> [Problem to work on]:
Rescale the lines running from the line with "any green moss" to the line with "[513,232,750,562]", both included, by reproducing each line with its request text unchanged and every bounding-box coordinate multiplied by 2.2 and rounded to the nearest whole number, halves rounded up. Return these lines alone.

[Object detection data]
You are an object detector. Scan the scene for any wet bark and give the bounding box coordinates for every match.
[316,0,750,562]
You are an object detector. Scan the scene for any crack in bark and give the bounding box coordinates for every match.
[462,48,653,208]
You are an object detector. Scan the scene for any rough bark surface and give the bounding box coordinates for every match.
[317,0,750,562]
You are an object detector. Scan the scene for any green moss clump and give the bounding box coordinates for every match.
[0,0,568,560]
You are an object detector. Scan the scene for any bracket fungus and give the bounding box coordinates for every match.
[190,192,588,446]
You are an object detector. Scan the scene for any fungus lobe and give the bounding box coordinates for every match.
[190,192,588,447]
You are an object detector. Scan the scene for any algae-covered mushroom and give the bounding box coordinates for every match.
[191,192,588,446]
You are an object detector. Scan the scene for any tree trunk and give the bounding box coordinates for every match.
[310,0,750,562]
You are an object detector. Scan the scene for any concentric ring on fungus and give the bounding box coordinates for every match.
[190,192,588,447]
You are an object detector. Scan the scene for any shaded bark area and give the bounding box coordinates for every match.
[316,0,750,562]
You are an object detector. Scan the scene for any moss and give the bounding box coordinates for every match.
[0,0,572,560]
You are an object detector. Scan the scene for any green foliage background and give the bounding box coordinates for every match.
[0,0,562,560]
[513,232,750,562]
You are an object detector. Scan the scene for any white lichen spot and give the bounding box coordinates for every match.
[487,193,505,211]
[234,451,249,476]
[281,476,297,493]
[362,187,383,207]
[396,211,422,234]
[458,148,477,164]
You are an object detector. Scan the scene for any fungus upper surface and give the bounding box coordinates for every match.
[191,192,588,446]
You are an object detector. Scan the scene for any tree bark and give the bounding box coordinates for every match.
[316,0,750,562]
...
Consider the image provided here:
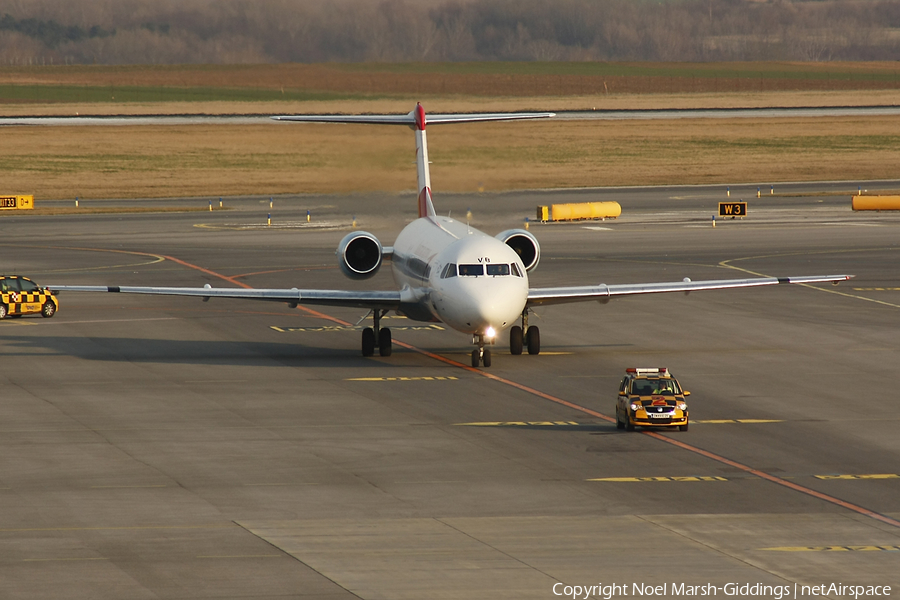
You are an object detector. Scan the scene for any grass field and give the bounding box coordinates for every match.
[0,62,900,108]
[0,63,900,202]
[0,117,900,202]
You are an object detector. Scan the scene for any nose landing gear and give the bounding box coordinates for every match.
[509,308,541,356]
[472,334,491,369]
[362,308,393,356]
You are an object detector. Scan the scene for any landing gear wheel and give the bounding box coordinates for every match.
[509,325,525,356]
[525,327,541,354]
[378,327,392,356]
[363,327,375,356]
...
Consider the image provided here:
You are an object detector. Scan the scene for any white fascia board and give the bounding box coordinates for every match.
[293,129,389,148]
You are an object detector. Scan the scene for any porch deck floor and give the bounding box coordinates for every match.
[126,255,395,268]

> [In response]:
You are an object detector. Scan the scene for any green moss clump and give the bounding box coordinates for every match.
[0,0,1250,1232]
You are an object detector. Scan the scene for any bracket fungus and give the bounding box coordinates for every match.
[418,422,1294,981]
You are an object detector. Scan the scene for any fungus lobe and give the bounding box coordinates for every match.
[418,422,1294,983]
You are an object detector. Scan the scene for any algae-covered mushroom and give the bounding box coordinates for every match.
[420,422,1294,981]
You are an object detector. Scan the scene for any tree trunk and give the bounding box coordinates for every match.
[682,0,1650,1236]
You are an object detector. Scan the scene for any concentric ring on fungus and give the bounding box coordinates for every match.
[418,422,1294,983]
You are an object detector. Scan the scene for any shaded bark area and give the bounding box coordinates for every match.
[695,0,1650,1236]
You are an object detector. Scan the scene for any moss and give the bounding box coordinates for every match.
[0,0,1258,1232]
You are an object detector. Scan the scene for any green foliage background and give the bounding box coordinates for every match.
[0,0,1236,1232]
[1129,510,1650,1236]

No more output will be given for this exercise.